**What you need to do:** Render the lines of the listing as a JSON list of strings, one string per line and with blank lines omitted, starting at the line that contains "mark: the window" and ending at the listing's final line.

**Dataset records:**
● ● ● ●

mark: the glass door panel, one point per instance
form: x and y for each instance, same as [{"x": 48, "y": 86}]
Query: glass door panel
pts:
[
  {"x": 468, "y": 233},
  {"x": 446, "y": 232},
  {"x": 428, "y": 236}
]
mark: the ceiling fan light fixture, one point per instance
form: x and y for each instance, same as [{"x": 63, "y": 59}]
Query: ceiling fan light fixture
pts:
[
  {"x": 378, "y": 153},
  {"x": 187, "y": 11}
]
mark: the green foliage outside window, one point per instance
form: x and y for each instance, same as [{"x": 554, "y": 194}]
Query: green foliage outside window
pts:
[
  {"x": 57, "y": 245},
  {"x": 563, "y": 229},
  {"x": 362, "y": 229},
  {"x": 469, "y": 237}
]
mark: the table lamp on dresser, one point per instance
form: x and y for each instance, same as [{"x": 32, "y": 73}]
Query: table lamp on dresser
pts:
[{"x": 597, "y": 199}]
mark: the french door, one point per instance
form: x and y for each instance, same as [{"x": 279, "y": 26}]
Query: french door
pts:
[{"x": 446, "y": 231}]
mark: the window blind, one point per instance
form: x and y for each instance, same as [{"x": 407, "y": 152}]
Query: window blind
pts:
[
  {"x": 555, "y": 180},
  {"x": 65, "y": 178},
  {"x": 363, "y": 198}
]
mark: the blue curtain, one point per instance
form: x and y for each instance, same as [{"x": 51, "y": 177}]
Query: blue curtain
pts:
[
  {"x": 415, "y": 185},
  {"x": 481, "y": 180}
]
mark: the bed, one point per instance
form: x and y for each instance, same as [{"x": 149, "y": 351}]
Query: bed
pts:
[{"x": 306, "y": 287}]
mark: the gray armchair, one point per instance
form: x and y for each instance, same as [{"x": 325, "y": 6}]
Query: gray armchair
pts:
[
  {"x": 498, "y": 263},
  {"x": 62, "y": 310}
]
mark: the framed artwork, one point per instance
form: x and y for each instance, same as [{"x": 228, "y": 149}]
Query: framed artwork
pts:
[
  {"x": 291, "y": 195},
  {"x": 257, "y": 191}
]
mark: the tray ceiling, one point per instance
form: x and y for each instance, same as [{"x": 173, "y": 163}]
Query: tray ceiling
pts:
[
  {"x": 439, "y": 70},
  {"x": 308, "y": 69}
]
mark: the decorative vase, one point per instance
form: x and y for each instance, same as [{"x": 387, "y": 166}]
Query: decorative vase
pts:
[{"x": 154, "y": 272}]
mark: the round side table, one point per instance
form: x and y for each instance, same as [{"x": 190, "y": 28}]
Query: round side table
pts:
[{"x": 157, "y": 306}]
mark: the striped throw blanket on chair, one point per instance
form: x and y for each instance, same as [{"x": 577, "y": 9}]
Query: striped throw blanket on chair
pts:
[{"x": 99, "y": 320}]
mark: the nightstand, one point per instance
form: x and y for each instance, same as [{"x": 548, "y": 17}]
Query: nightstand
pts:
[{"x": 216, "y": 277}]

● ● ● ●

**Output:**
[
  "mark: the window blind, one point per instance",
  "form: x and y for each instance, same as [{\"x\": 407, \"y\": 152}]",
  "Query: window blind",
  "pts:",
  "[",
  "  {\"x\": 555, \"y\": 180},",
  "  {\"x\": 65, \"y\": 178},",
  "  {\"x\": 363, \"y\": 198}",
  "]",
  "mark: the blue curtain, one point per instance",
  "form: x and y for each instance, same as [{\"x\": 51, \"y\": 177}]",
  "Query: blue curtain",
  "pts:",
  "[",
  "  {\"x\": 415, \"y\": 185},",
  "  {\"x\": 481, \"y\": 180}",
  "]",
  "mark: the bed, one point per instance",
  "form: x and y for each instance, same as [{\"x\": 149, \"y\": 351}]",
  "Query: bed",
  "pts:",
  "[{\"x\": 306, \"y\": 287}]",
  "mark: the gray armchair, one point per instance",
  "form: x and y for each instance, same as [{\"x\": 325, \"y\": 6}]",
  "Query: gray armchair",
  "pts:",
  "[",
  "  {\"x\": 498, \"y\": 263},",
  "  {\"x\": 62, \"y\": 310}",
  "]",
  "mark: the framed artwork, one point per instance",
  "form: x and y for each instance, same as [{\"x\": 228, \"y\": 149}]",
  "Query: framed artwork",
  "pts:",
  "[",
  "  {\"x\": 291, \"y\": 195},",
  "  {\"x\": 257, \"y\": 191}",
  "]",
  "mark: the tray ceiling, one point per instance",
  "form: x and y for each instance, same as [{\"x\": 173, \"y\": 163}]",
  "Query: tray ceiling",
  "pts:",
  "[",
  "  {\"x\": 439, \"y\": 70},",
  "  {\"x\": 308, \"y\": 69}",
  "]",
  "mark: the decorative vase, one point per instance",
  "form: x and y for each instance, same as [{\"x\": 387, \"y\": 166}]",
  "Query: decorative vase",
  "pts:",
  "[{\"x\": 154, \"y\": 272}]",
  "mark: the round side table, one point per instance",
  "form: x and y for each instance, same as [{\"x\": 190, \"y\": 28}]",
  "Query: round side table",
  "pts:",
  "[{\"x\": 157, \"y\": 306}]",
  "mark: the striped throw blanket on chair, one point per instance",
  "form: x and y for each instance, same as [{\"x\": 577, \"y\": 9}]",
  "Query: striped throw blanket on chair",
  "pts:",
  "[{\"x\": 99, \"y\": 320}]",
  "mark: the nightstand, one point per instance",
  "form: x and y for each instance, same as [{\"x\": 548, \"y\": 17}]",
  "Query: nightstand",
  "pts:",
  "[{\"x\": 216, \"y\": 277}]"
]